The response should be the data again, identical in every line.

.....

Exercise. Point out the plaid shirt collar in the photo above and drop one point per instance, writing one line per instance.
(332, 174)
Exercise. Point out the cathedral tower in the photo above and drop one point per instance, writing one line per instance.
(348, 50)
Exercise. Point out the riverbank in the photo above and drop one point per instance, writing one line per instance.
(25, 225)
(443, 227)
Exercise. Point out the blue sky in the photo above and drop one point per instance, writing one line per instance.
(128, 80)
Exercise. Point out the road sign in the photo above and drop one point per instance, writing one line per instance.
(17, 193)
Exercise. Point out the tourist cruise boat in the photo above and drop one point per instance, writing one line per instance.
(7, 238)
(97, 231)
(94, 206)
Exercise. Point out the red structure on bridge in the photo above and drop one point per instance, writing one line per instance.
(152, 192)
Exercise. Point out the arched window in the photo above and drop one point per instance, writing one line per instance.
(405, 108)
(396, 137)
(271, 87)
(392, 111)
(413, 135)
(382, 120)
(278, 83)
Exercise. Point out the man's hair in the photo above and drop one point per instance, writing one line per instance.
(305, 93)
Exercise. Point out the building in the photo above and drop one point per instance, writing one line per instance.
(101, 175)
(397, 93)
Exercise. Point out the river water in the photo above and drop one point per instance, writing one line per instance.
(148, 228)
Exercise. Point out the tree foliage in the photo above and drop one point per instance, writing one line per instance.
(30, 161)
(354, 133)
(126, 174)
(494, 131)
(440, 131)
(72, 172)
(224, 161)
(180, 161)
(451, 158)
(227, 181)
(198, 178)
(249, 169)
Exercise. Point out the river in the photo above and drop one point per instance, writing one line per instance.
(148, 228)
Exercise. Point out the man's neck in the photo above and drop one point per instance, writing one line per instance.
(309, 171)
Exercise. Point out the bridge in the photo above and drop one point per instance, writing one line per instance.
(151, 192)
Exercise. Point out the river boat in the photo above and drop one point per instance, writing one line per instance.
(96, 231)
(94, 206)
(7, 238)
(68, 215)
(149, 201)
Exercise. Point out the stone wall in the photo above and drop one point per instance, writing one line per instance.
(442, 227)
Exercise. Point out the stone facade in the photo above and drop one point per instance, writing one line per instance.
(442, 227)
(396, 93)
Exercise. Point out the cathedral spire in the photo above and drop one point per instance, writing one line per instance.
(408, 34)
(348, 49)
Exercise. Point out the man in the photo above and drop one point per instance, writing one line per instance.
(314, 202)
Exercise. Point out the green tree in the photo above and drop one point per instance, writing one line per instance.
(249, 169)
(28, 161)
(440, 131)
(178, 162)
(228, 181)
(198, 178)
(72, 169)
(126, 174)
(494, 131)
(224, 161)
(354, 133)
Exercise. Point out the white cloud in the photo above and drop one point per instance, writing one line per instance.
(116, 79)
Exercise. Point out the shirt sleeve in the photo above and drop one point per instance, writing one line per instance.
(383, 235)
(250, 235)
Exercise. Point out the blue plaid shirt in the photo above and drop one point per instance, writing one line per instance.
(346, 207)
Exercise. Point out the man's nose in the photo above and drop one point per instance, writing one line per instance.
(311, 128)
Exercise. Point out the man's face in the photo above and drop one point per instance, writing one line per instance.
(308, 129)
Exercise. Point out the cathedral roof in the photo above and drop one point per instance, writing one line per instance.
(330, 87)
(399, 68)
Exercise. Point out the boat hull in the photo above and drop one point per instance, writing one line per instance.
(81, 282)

.....

- _Reply_:
Exercise. Point out the plaid shirt collar in the photo above and drop one point per instance, writing one line per instance.
(332, 174)
Exercise. Point out the cathedral tower in the photo above and drop one point per instance, writing one line per instance.
(348, 50)
Exercise. Point out the riverbank in the photo above and drop one point per instance, writing one line per instance.
(25, 225)
(443, 227)
Exercise. Point out the blue sky in the photo above and drop one point per instance, writing one line per instance.
(128, 80)
Exercise. Point out the road sign in the photo above and drop one point per instance, writing one line per instance.
(17, 193)
Exercise. Point out the tourist cruise boat in the photo above and drop one point per instance, writing one line per instance.
(7, 238)
(97, 231)
(94, 206)
Exercise. Point out the red structure on bridge in the photo above and drop one point per instance, writing one line per instance.
(152, 192)
Exercise. Point out the arched window in the photo above and drop one point per instance, writing one line per instance.
(405, 108)
(396, 137)
(271, 87)
(392, 111)
(413, 135)
(382, 120)
(278, 83)
Exercise. Point out the man's hair in the photo above and drop one point per instance, writing one line per instance.
(305, 93)
Exercise. Point out the building in the photo above and drop one point per instance, writing one line per instance.
(101, 175)
(397, 93)
Exercise. Point out the river water in the photo above and drop one point per instance, writing one line per instance.
(148, 228)
Exercise. Point out the tree foliage in the photo above and drop one point per instance, writing one line per instance.
(30, 161)
(354, 133)
(126, 174)
(494, 131)
(440, 131)
(72, 172)
(224, 161)
(180, 161)
(451, 158)
(227, 181)
(198, 178)
(249, 169)
Exercise. Point out the river in the photo above and drop one point per instance, writing one line per instance.
(148, 228)
Exercise. Point out the man's neck in the photo above and drop one point per instance, writing one line per instance.
(309, 171)
Exercise. Point out the bridge in the photo above and drop one point per instance, writing one line per instance.
(151, 192)
Exercise. Point out the river boat in the photo above and drop one point per instance, writing one line per instance.
(96, 231)
(94, 206)
(7, 238)
(68, 215)
(149, 201)
Exercise. Point out the stone wall in the photo above and drop one point per instance, writing one line per instance.
(442, 227)
Exercise. Point out the stone facade in the photo above and drop one point per instance, writing one line per instance.
(442, 227)
(396, 93)
Exercise. Point out the cathedral spire in the photo above and drop one point per instance, writing one line per instance.
(408, 34)
(348, 49)
Exercise. Point out the man in the photo above and drop one point per instance, writing one line per instance.
(314, 202)
Exercise. Point out the green tree in the photo above and drop one point per instance, writing one line per instance.
(249, 169)
(28, 161)
(440, 131)
(178, 162)
(228, 181)
(198, 178)
(72, 169)
(126, 174)
(494, 131)
(224, 161)
(354, 133)
Exercise. Point out the white cloud in the photo above and drop one point per instance, writing one line per instance.
(116, 79)
Exercise. Point out the shirt sleeve in the photo above and drop one point per instance, writing one line per instance.
(383, 235)
(250, 235)
Exercise. Point out the blue plaid shirt in the photo above and drop one point per instance, writing one line per instance.
(346, 207)
Exercise. Point out the man's nose in the photo above and drop one point per instance, writing one line per instance.
(311, 128)
Exercise. Point out the man's face in the photo above and drop one point per instance, writing one line per instance.
(308, 129)
Exercise. Point out the cathedral roof in the photo above and drop one point per instance, writing one line per instance.
(330, 87)
(399, 68)
Exercise. Point out the boat hull in the photo above and drop one point per instance, writing one line per instance.
(81, 282)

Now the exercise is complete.